* PROBLEM DETAILS *
Repeat the lines below exactly as written, please, from the line with "object_class: russian license plate" to the line with "object_class: snow-covered ground", both lines included, and no others.

* DATA PROVIDED *
◆ ◆ ◆ ◆
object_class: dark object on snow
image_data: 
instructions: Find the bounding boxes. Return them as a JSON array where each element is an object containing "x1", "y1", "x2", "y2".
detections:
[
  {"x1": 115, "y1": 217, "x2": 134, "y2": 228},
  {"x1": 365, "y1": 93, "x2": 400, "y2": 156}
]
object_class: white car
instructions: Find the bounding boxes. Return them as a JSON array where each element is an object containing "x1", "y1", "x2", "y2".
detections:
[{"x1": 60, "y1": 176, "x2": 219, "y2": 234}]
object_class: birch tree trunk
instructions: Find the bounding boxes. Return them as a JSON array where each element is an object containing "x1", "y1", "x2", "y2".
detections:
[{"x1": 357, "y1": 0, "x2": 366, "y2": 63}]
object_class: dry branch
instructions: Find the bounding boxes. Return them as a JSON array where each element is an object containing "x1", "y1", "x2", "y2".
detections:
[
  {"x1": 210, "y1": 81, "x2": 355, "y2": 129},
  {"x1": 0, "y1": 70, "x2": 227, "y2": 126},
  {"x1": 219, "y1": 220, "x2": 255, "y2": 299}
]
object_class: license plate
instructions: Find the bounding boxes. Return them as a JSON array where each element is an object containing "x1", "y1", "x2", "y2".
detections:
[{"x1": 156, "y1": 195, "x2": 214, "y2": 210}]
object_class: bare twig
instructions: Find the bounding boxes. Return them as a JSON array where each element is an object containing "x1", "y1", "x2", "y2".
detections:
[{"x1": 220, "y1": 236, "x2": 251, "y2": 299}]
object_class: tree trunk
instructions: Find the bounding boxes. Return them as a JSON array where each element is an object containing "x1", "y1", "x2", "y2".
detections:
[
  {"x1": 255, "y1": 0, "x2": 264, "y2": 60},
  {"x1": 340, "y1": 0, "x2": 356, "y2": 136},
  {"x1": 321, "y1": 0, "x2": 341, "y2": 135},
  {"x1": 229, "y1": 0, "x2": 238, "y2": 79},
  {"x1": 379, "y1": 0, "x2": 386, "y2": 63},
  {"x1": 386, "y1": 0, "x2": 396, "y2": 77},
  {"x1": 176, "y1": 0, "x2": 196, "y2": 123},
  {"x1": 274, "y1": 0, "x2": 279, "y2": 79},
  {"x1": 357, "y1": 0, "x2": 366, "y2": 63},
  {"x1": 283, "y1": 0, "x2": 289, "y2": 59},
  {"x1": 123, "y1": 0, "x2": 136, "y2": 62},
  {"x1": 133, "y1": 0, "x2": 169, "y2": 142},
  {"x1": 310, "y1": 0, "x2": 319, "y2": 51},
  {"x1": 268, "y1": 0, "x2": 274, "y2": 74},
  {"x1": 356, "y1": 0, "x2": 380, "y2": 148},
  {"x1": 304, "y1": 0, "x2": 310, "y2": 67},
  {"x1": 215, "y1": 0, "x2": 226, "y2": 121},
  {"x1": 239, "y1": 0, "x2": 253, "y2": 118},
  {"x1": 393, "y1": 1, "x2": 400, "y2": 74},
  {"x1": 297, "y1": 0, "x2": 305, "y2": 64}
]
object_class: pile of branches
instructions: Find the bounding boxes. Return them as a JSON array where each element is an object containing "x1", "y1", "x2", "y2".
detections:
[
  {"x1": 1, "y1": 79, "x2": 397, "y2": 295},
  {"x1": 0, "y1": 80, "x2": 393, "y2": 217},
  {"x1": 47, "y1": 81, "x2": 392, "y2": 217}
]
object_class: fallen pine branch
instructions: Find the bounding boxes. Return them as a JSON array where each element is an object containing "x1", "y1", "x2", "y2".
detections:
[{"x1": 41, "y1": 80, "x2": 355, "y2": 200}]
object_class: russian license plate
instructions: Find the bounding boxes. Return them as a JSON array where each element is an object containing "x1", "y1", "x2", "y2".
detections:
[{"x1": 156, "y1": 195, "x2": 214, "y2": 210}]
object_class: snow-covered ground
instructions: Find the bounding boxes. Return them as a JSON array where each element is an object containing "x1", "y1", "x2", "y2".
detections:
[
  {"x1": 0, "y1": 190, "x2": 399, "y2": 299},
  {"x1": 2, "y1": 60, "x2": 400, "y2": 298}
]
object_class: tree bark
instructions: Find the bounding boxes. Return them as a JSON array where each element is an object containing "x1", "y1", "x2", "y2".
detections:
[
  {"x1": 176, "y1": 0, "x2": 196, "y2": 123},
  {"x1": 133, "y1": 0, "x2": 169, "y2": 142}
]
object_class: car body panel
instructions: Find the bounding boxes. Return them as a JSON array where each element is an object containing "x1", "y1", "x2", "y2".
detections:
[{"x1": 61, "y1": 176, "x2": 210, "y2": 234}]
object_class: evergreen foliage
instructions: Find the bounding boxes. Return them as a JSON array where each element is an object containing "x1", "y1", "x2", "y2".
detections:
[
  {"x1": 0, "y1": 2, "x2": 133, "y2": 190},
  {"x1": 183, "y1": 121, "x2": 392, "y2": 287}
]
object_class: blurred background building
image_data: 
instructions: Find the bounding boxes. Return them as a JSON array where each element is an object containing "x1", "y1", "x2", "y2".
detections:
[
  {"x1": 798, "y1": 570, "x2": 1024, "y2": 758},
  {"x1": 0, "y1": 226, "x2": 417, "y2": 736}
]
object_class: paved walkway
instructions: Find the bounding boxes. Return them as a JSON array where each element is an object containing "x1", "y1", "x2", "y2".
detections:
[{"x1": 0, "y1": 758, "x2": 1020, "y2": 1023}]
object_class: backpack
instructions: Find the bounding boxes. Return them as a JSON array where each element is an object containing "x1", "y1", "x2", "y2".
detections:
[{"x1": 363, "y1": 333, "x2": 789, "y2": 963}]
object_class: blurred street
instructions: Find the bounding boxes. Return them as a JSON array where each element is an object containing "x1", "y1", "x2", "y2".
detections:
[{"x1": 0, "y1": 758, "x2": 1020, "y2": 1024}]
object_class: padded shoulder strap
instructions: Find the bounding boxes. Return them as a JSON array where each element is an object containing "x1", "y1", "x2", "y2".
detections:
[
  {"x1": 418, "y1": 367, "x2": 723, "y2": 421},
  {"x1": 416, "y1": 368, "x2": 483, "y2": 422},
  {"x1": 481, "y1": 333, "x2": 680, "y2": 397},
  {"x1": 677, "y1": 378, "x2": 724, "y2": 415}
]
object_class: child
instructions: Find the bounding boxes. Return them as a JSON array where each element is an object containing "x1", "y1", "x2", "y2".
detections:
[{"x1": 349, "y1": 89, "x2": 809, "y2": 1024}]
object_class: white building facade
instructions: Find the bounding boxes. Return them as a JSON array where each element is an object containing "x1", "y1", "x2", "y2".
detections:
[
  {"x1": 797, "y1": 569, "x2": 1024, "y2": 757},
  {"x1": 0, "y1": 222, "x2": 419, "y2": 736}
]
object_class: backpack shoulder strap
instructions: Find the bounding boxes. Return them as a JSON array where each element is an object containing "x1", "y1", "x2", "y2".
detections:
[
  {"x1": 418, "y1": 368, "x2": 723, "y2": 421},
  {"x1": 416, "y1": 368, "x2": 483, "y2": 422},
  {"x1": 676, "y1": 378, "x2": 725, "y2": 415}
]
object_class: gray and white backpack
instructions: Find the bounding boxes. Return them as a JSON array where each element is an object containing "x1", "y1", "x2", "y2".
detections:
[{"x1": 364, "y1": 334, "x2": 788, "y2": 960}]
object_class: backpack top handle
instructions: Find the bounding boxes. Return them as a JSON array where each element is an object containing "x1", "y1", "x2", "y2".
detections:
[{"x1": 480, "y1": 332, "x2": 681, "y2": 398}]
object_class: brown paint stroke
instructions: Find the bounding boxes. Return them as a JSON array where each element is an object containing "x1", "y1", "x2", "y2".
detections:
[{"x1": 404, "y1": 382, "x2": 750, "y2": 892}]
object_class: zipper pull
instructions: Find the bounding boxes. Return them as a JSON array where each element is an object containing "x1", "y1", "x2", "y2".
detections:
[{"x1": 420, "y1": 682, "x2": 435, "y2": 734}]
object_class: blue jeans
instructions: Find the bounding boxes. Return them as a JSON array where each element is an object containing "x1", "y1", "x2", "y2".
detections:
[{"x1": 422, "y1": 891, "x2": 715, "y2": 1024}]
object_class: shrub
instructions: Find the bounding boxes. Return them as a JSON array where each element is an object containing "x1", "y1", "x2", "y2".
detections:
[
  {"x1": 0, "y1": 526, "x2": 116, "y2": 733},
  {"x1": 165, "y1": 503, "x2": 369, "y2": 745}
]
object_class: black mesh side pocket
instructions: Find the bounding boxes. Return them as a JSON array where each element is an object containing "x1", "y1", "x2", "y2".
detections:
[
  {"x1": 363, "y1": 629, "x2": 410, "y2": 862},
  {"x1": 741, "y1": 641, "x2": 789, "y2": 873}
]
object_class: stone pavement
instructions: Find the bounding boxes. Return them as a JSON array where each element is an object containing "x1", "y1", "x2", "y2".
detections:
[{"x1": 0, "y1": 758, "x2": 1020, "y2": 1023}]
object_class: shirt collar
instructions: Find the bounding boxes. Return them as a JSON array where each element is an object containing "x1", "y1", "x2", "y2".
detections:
◆ ◆ ◆ ◆
* RESPONSE BELOW *
object_class: russian license plate
instructions: Find the bounding boxes. Return them as a JSON array where each element is an object containing "x1", "y1", "x2", "y2".
detections:
[{"x1": 156, "y1": 195, "x2": 214, "y2": 210}]
object_class: snow-covered ground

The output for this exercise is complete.